Return the data below in full, matching every line exactly.

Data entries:
------------
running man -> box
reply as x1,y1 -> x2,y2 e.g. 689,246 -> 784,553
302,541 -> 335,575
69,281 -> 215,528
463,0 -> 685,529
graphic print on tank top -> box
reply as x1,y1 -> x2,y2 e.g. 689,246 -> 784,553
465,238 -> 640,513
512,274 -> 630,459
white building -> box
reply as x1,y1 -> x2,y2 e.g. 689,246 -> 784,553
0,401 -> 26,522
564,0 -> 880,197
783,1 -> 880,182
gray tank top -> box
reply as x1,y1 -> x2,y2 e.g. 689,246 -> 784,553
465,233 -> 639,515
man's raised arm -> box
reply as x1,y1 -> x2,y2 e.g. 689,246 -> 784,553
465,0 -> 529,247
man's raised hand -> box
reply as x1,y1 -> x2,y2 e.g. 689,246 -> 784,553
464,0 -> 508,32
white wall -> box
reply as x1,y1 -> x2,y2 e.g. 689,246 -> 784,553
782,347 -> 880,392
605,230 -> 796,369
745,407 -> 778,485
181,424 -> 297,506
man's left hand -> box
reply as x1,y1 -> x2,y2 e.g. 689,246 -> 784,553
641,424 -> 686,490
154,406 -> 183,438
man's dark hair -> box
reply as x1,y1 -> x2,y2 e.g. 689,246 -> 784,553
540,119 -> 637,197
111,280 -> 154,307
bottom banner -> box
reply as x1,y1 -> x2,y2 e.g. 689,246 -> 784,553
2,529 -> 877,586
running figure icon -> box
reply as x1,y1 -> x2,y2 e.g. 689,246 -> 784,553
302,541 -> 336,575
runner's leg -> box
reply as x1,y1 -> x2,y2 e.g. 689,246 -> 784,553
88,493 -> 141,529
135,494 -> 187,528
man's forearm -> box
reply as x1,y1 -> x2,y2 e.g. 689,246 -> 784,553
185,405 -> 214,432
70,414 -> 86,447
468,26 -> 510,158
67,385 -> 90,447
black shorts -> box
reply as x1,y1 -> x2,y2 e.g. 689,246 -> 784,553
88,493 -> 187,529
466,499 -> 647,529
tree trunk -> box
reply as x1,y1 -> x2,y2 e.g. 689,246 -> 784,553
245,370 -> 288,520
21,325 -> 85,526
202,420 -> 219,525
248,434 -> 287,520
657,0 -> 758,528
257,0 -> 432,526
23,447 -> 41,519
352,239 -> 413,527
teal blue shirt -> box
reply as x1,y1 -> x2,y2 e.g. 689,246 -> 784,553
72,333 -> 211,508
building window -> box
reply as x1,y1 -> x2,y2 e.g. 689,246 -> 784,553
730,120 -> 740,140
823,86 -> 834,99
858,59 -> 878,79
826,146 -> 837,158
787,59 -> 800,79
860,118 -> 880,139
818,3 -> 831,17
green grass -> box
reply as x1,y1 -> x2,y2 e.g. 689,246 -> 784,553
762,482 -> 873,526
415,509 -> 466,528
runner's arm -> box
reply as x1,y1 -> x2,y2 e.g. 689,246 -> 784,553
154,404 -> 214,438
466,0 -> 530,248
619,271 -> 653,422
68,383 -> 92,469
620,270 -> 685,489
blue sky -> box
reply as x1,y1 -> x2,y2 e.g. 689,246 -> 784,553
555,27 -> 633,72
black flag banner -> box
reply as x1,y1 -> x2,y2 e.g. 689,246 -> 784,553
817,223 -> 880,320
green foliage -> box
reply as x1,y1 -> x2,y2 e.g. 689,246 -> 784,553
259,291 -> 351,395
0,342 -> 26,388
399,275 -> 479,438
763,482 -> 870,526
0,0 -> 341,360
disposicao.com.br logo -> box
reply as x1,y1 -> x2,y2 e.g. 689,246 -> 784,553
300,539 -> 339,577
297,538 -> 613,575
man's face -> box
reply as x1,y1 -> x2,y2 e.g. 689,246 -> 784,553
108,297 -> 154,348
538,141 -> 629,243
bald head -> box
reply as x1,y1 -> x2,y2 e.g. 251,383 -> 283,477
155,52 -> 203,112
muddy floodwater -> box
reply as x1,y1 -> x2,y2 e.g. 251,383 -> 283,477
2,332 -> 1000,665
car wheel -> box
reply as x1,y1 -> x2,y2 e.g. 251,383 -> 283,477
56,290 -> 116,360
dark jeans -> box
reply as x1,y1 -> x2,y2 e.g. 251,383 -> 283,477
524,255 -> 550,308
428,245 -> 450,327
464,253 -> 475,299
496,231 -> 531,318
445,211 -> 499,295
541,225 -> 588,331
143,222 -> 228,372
------------
• [Exercise response]:
running man -> box
reply as x1,y1 -> x2,y2 e.g. 689,246 -> 784,553
302,541 -> 335,575
69,281 -> 215,528
463,0 -> 685,529
graphic print on tank top -> box
reply as x1,y1 -> x2,y2 e.g. 689,246 -> 784,553
465,238 -> 640,513
512,274 -> 630,459
white building -> box
reply as x1,y1 -> x2,y2 e.g. 689,246 -> 784,553
0,401 -> 26,522
564,0 -> 880,197
783,1 -> 880,182
gray tank top -> box
reply as x1,y1 -> x2,y2 e.g. 689,246 -> 784,553
465,233 -> 639,515
man's raised arm -> box
reply as x1,y1 -> x2,y2 e.g. 689,246 -> 784,553
465,0 -> 529,247
man's raised hand -> box
reply as x1,y1 -> x2,y2 e.g. 689,246 -> 784,553
464,0 -> 508,32
white wall -> box
reply as x1,y1 -> x2,y2 e.g. 689,246 -> 784,553
782,347 -> 880,392
605,230 -> 796,369
745,407 -> 778,485
181,424 -> 297,506
man's left hand -> box
reply as x1,y1 -> x2,y2 e.g. 689,246 -> 784,553
641,424 -> 686,490
154,406 -> 183,438
man's dark hair -> box
reply as x1,y1 -> x2,y2 e.g. 689,246 -> 784,553
540,119 -> 637,197
111,280 -> 154,307
bottom banner -> box
reply as x1,y1 -> x2,y2 e.g. 689,246 -> 784,553
2,529 -> 877,586
running figure icon -> box
reply as x1,y1 -> x2,y2 e.g. 689,246 -> 784,553
302,541 -> 336,575
runner's leg -> box
reply as x1,y1 -> x2,y2 e.g. 689,246 -> 784,553
88,493 -> 141,529
135,494 -> 187,528
man's forearm -> box
reply as x1,y1 -> x2,y2 e.g. 689,246 -> 784,553
185,405 -> 214,432
70,414 -> 86,447
468,26 -> 510,158
67,385 -> 90,447
black shorts -> box
reply as x1,y1 -> x2,y2 e.g. 689,246 -> 784,553
88,493 -> 187,529
466,499 -> 647,529
tree trunk -> box
reply as x1,y1 -> x2,y2 e.g. 689,246 -> 784,553
245,370 -> 288,520
21,325 -> 85,526
202,420 -> 219,525
248,434 -> 287,520
657,0 -> 758,528
257,0 -> 432,526
23,447 -> 41,519
352,239 -> 413,527
teal blue shirt -> box
reply as x1,y1 -> x2,y2 e.g. 689,246 -> 784,553
72,333 -> 211,508
building window -> box
reply as x1,y1 -> x2,y2 e.g. 689,246 -> 784,553
730,120 -> 740,140
823,86 -> 834,99
858,59 -> 878,79
826,146 -> 837,158
787,59 -> 800,79
860,118 -> 880,139
818,3 -> 831,17
green grass -> box
reply as x1,y1 -> x2,y2 e.g. 689,246 -> 784,553
762,482 -> 873,526
415,509 -> 466,528
runner's arm -> box
reply as x1,y1 -> x2,y2 e.g. 689,246 -> 784,553
154,404 -> 214,438
466,0 -> 530,248
619,271 -> 653,422
68,383 -> 92,469
620,270 -> 685,489
blue sky -> box
reply as x1,y1 -> x2,y2 e.g. 689,246 -> 784,553
555,27 -> 633,72
black flag banner -> box
reply as x1,y1 -> x2,y2 e.g. 689,246 -> 784,553
817,223 -> 880,320
green foliage -> box
reply as x1,y1 -> x2,y2 e.g. 689,246 -> 784,553
259,291 -> 351,395
0,342 -> 26,388
399,275 -> 479,438
763,482 -> 870,526
0,0 -> 341,360
disposicao.com.br logo -> box
reply as x1,y1 -> x2,y2 e.g. 689,246 -> 784,553
300,539 -> 339,577
297,538 -> 613,575
man's face -> box
reply as x1,y1 -> x2,y2 e.g. 689,246 -> 784,553
108,297 -> 154,348
538,141 -> 629,243
bald head -> box
reply as x1,y1 -> x2,y2 e.g. 251,383 -> 283,477
155,52 -> 203,112
muddy floodwater -> box
reply as x1,y1 -> x2,y2 e.g. 251,383 -> 283,477
2,332 -> 1000,665
car wheel -> box
reply as x1,y1 -> x2,y2 e.g. 251,383 -> 283,477
56,290 -> 116,360
dark jeans -> box
reply as x1,y1 -> x2,y2 e.g. 251,383 -> 283,477
524,255 -> 550,308
428,245 -> 450,327
464,253 -> 475,299
496,231 -> 531,318
445,211 -> 499,295
541,225 -> 588,331
143,222 -> 228,372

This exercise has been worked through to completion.